- Data for processing

↓

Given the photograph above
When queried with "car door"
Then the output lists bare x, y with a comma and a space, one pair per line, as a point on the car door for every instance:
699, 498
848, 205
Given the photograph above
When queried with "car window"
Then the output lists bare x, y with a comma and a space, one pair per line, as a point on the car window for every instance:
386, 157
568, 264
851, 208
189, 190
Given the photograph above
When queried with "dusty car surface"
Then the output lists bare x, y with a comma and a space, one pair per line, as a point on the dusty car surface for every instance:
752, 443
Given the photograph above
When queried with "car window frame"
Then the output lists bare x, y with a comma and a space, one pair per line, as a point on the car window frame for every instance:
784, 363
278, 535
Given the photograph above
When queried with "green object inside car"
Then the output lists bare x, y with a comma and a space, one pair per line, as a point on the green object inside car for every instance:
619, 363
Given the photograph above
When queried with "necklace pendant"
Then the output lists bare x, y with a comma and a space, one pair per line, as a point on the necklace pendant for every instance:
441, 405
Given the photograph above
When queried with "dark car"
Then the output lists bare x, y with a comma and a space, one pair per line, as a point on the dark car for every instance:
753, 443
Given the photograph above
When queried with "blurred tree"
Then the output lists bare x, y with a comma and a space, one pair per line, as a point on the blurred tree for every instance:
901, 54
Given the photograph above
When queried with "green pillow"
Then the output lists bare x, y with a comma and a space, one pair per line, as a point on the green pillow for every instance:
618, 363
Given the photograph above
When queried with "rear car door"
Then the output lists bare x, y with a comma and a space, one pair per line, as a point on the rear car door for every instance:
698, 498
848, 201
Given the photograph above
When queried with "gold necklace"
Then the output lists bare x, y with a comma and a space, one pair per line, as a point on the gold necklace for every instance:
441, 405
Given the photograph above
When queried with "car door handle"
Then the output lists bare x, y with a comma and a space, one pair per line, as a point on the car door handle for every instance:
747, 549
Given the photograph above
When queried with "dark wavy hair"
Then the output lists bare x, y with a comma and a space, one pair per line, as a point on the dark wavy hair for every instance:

↑

- Task goal
Repeat the whole of the data above exactly, keeping every word.

- Output of the exercise
Given the photograph above
When queried with "car door"
Then the output lists bare x, y with a comma and a space, one pair per line, as a point on the car door for every instance:
699, 498
848, 205
Given the photograph above
When queried with "car window"
Then the output lists bare x, y with a comma and a space, one pair per line, as a point on the car window for every instance:
386, 157
568, 264
851, 208
189, 190
Given the photograph above
When queried with "dusty car surface"
Then the output lists bare x, y with a comma and a space, one pair per line, as a point on the dusty car surface for every instance:
752, 443
Given the photograph above
When queried with "car window frame"
Then the output lists bare x, y with a comma and a space, one pair per line, as a point on the car window frame for every instance:
784, 363
278, 535
Given the photograph above
When queried with "green object inside car"
Then the output lists bare x, y with a comma and a space, one pair per line, as a point on the green object inside car for every instance:
619, 363
Given the photograph above
When queried with "necklace pendant"
Then the output lists bare x, y with a comma and a space, one pair per line, as a point on the necklace pendant for every instance:
441, 405
Given the photograph above
When queried with "dark car"
Then the output lists bare x, y with a comma and a space, one pair per line, as a point on the dark car for every instance:
753, 443
Given the photograph above
When queried with "blurred tree"
Then the output lists bare x, y with a comma and a space, one pair per line, as a point on the blurred tree for every instance:
901, 54
Given the photograph above
When queried with "green pillow"
Then the output lists bare x, y with a comma and a space, one pair per line, as a point on the green pillow for every instance:
618, 363
Given the photograph above
When queried with "rear car door"
Then the output lists bare x, y with a comma and a space, one pair per line, as a point on the rear car door for every instance:
698, 498
848, 201
Given the photograph above
When queried with "gold necklace"
Then the output lists bare x, y with a comma and a space, one pair per line, as a point on the gold necklace for every instance:
441, 405
Given the photograph above
When queried with "car door handle"
Then the output lists bare x, y with a comma and a space, one pair per line, as a point on the car door handle for every instance:
747, 549
Given the photograph above
When queried with "dark wavy hair"
Then the output lists bare x, y with a comma and a space, one pair per line, as a point on the dark wavy hair for every instance:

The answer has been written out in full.